--- START ---
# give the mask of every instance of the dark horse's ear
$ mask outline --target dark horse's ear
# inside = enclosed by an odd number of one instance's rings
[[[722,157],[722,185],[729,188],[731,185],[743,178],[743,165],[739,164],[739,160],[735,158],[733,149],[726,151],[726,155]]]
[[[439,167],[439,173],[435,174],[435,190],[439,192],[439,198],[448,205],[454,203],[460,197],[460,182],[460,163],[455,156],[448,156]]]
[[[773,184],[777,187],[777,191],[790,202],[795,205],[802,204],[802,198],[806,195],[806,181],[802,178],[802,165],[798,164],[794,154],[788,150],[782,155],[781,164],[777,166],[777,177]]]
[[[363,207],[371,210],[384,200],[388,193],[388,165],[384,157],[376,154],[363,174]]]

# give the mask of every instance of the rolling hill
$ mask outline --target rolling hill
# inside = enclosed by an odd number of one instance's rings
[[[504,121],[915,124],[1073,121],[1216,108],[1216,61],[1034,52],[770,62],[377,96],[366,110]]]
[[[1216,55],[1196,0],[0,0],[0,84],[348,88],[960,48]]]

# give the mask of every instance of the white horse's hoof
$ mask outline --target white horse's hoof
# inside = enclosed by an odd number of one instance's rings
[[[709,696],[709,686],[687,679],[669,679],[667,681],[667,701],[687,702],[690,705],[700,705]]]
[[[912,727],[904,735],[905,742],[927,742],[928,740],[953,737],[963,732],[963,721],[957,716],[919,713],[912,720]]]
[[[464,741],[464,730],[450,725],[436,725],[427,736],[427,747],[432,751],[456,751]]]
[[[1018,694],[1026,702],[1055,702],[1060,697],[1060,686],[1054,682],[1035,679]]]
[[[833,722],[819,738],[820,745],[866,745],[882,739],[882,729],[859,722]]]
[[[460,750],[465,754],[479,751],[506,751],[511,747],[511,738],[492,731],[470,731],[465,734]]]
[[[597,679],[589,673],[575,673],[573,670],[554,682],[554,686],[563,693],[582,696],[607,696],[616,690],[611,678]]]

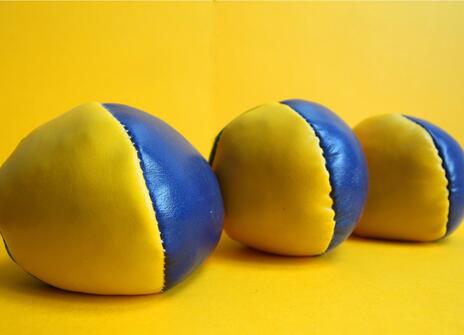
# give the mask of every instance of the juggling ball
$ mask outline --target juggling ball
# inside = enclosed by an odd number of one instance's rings
[[[208,162],[169,125],[125,105],[63,114],[23,139],[0,169],[10,256],[71,291],[163,291],[211,253],[222,223]]]
[[[345,240],[362,212],[366,162],[351,129],[303,100],[256,107],[217,136],[224,227],[234,240],[281,255],[319,255]]]
[[[464,155],[433,124],[401,114],[364,120],[354,128],[369,167],[369,194],[356,234],[434,241],[464,215]]]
--- END ---
Pictures are to be left out, while the records are copied word for word.

# give the mask of every instance of the dark horse's ear
$ mask outline --target dark horse's ear
# inside = enclosed by an odd number of one instance's rings
[[[722,157],[722,185],[729,188],[731,185],[743,178],[743,165],[739,164],[739,160],[735,158],[733,149],[726,151],[726,155]]]
[[[439,167],[439,173],[435,174],[435,190],[439,192],[439,198],[448,205],[454,203],[460,197],[460,182],[460,163],[455,156],[448,156]]]
[[[773,184],[777,187],[777,191],[790,202],[795,205],[802,204],[802,198],[806,195],[806,181],[802,178],[802,165],[798,164],[794,154],[788,150],[782,155],[781,164],[777,166],[777,177]]]
[[[363,207],[371,210],[384,200],[388,193],[388,165],[384,157],[376,154],[363,174]]]

# give the mask of every instance of the rolling hill
$ mask outline --target rolling hill
# inside = enclosed by an odd number of one instance's rings
[[[504,121],[915,124],[1073,121],[1216,108],[1216,61],[1034,52],[770,62],[377,96],[366,110]]]
[[[1216,55],[1196,0],[0,0],[0,84],[348,88],[960,48]]]

# give the mask of every instance of the white horse's hoof
$ mask outline --target white horse's hoof
# inside = enclosed by an odd number of one instance's rings
[[[709,696],[709,686],[687,679],[669,679],[667,681],[667,701],[687,702],[690,705],[700,705]]]
[[[912,727],[904,735],[905,742],[927,742],[928,740],[953,737],[963,732],[963,721],[957,716],[919,713],[912,720]]]
[[[464,741],[464,730],[450,725],[436,725],[427,736],[427,747],[432,751],[456,751]]]
[[[1018,694],[1026,702],[1055,702],[1060,697],[1060,686],[1054,682],[1035,679]]]
[[[833,722],[819,738],[820,745],[866,745],[882,739],[882,729],[859,722]]]
[[[460,750],[465,754],[479,751],[506,751],[511,747],[511,738],[492,731],[470,731],[465,734]]]
[[[597,679],[589,673],[575,673],[573,670],[554,682],[554,686],[563,693],[582,696],[607,696],[616,690],[611,678]]]

# give the mask of every instance of the juggling ball
$ mask outline --target juggling ball
# inside = enclosed by an odd number of one instance's rings
[[[208,162],[169,125],[125,105],[63,114],[23,139],[0,169],[10,256],[71,291],[163,291],[211,253],[222,223]]]
[[[345,240],[362,212],[366,162],[351,129],[303,100],[256,107],[217,136],[224,227],[234,240],[281,255],[319,255]]]
[[[464,155],[433,124],[401,114],[364,120],[354,128],[369,167],[369,194],[356,234],[434,241],[464,215]]]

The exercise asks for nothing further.